About this task: If an entry holds a picture, leave the picture out and copy the rest exactly.

Content starts

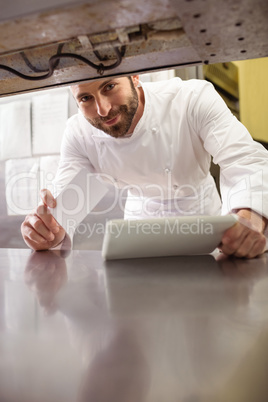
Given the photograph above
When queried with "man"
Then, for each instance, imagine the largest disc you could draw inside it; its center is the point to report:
(156, 140)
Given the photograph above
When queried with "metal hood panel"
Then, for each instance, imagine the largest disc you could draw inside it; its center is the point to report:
(119, 37)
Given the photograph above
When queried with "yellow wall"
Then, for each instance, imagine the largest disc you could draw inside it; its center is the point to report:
(253, 93)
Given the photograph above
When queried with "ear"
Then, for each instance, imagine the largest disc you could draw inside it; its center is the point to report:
(136, 80)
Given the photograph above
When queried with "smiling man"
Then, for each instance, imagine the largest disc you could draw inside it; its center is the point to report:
(112, 107)
(156, 140)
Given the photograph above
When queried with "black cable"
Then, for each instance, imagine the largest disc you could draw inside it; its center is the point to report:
(35, 69)
(54, 61)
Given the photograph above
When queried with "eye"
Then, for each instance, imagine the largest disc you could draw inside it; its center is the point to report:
(85, 98)
(109, 87)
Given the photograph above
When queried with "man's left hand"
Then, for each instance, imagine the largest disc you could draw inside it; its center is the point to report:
(245, 238)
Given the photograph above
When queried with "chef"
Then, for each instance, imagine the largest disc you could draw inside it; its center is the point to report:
(156, 141)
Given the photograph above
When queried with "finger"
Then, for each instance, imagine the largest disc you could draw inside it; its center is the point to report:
(48, 198)
(253, 246)
(47, 219)
(39, 227)
(233, 238)
(30, 235)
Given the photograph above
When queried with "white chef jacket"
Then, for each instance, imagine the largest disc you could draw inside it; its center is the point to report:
(165, 163)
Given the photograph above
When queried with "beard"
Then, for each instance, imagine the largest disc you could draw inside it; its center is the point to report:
(126, 112)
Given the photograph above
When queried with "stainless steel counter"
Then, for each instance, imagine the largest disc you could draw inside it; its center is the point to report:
(73, 328)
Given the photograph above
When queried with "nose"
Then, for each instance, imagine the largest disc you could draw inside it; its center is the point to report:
(103, 106)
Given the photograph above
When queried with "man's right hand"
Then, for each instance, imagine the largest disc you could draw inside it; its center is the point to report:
(40, 230)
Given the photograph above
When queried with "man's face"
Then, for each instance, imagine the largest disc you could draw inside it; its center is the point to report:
(109, 105)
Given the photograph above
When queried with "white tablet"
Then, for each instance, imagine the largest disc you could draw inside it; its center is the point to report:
(179, 235)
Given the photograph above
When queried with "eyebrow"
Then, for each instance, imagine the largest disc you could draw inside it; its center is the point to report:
(82, 94)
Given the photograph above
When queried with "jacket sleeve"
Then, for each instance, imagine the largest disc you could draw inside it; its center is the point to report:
(243, 162)
(73, 157)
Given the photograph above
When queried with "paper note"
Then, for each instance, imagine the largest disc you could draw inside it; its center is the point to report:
(49, 116)
(77, 200)
(15, 130)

Content ends

Output for this exercise:
Given the photograph above
When queried with "man"
Then, for each instance, imagine the largest disc you could draw inside it; its center is the point to report:
(156, 140)
Given the photograph above
When queried with "metal hood panel"
Then, for each instance, imagine the largest disc you could draw inside it; its center is the point to report:
(119, 37)
Given the photograph above
When queried with "yellow wall"
Then, for each instance, imagine the largest disc you could draw inside it; its center is the point to report:
(253, 93)
Given the photograph above
When queried with "ear"
Then, for each instance, imagine the largest disc you could draw inside it; its center is the point to report:
(136, 80)
Given the photograph above
When queried with "smiling man"
Then, for each instance, imagine the largest disc you could draw inside it; its center is the point to report:
(112, 107)
(156, 140)
Given the photograph above
When queried with "black cable"
Then, for each instance, imagine the largest disc you could draw inside it; its center is the point to report:
(35, 69)
(54, 61)
Given the photograph above
When queried with "eye"
Then, for each instance, imagine the largest disc you could draw inside it; its center is the point to report:
(85, 98)
(109, 87)
Given the photograph above
When queried with "man's left hand"
Then, for each instance, imagine the largest disc you could draw inside it; its center is the point to report:
(245, 238)
Given the photograph above
When queried with "chef"
Then, for each instance, imagine the largest disc you could draw inside it; its center is the point to report:
(156, 141)
Given the photograph above
When queried with "finger"
Then, for each instance, imagine the largest disc you could draw inside it; its center is the point to report:
(48, 198)
(253, 246)
(47, 219)
(39, 227)
(233, 238)
(30, 235)
Given the photograph above
When queried with "white chef jacket"
Then, for each instance, imagine the largest disc you could draw inside it; its center is the point to report:
(165, 163)
Given the photograph above
When queried with "beard"
Then, for each instance, imagine the largest disc you could draw inside it; its center is the point to report:
(126, 112)
Given the photograph above
When queried with "stainless steel counter"
Then, for each instance, imagine the largest disc you could draw inside it; its center is the point to report:
(73, 328)
Given the photograph above
When queried with "nose"
Then, for each instance, imagine the largest disc you could draw inside it; its center is the point to report:
(103, 106)
Given the photograph above
When queried with "man's right hand"
Then, for each instance, imagine the largest disc you could draw inside it; its center is the point to report:
(40, 230)
Given the photograph above
When queried with "man's face"
Then, for each instance, imagine the largest disc you could draw inside it; its center is the point to report:
(109, 105)
Given the photograph above
When queried with "white tablet"
Then, for each instance, imagine the largest disc you could draw inside it; its center is the point to report:
(179, 235)
Given the photograph above
When queried with "eyebrow"
Then, for each instance, imagine the largest disc you could draw inside it; its center is the point to report:
(82, 94)
Given the photograph above
When queried with "jacket sleeve"
Then, for each instance, imagine the largest disc you could draw inside it; its center is the point to report:
(243, 162)
(73, 157)
Given the photograph above
When queried with "paper note"
Then, for each instance, imagine the largest disc you could draw inside it; its center is the point to report:
(49, 116)
(77, 200)
(15, 130)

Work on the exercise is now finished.